# [Directive]
Can you rewrite the whole listing below, requests included, with every answer coordinate increased by 84, the sample points in the requests left as they are, and the pictures left out?

# [Input for this task]

* * * *

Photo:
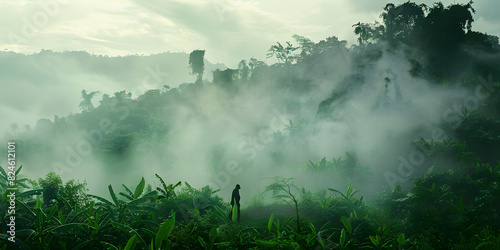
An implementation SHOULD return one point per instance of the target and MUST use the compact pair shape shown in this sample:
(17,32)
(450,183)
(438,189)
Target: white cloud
(230,30)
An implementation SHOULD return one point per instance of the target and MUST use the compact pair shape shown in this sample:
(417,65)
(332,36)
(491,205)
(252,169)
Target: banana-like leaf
(139,189)
(67,228)
(131,243)
(30,192)
(109,245)
(164,231)
(347,225)
(17,242)
(103,200)
(83,245)
(113,196)
(129,192)
(126,196)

* * * *

# [Exercise response]
Photo:
An implementation SHOULD return one point per instance of the target and MUST use the compact pair shape shown in this sample:
(17,32)
(450,183)
(438,189)
Target: white cloud
(314,114)
An implementation SHOULD return one point per instance of the target and MUST use the compact pair shape shown in this sample:
(417,65)
(332,36)
(491,205)
(252,169)
Target: banana-like leaf
(223,273)
(151,312)
(215,327)
(114,276)
(193,329)
(248,315)
(431,309)
(101,326)
(187,284)
(167,329)
(197,280)
(213,276)
(210,280)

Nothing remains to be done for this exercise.